**Problem statement**
List every line in the data below that contains the string "surface", copying each line in full. Matching is case-sensitive.

**Given data**
========
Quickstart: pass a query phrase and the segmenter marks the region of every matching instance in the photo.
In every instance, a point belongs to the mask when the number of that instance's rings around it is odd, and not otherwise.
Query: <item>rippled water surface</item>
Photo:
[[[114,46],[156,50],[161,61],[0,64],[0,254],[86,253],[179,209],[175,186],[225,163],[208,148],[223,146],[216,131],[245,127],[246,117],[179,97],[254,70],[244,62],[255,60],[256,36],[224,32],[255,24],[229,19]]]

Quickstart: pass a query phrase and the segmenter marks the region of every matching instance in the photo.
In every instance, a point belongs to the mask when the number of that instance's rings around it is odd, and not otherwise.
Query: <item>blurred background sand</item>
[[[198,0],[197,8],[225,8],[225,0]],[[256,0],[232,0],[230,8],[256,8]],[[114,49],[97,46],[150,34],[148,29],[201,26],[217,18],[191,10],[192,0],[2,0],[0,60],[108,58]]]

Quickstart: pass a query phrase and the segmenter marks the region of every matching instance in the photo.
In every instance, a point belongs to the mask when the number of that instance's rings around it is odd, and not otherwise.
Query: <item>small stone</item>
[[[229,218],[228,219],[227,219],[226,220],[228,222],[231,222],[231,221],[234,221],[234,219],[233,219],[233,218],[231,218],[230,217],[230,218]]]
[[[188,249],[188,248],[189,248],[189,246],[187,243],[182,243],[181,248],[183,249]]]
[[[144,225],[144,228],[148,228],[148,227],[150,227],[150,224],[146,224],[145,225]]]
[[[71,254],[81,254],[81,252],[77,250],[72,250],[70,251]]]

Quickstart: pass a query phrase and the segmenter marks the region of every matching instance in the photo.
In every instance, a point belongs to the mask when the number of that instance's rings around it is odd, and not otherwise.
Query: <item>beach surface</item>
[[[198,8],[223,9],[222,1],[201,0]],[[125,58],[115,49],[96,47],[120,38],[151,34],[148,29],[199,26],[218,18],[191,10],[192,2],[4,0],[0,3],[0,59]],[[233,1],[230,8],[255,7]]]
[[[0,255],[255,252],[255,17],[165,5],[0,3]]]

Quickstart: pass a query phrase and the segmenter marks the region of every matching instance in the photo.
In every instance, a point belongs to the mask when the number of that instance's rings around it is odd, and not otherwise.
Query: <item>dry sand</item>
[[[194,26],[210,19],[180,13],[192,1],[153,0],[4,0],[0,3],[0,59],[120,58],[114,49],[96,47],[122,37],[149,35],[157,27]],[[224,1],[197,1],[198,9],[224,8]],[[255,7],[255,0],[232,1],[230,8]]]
========
**Result of the exercise**
Query: <item>rippled water surface</item>
Query: <item>beach surface</item>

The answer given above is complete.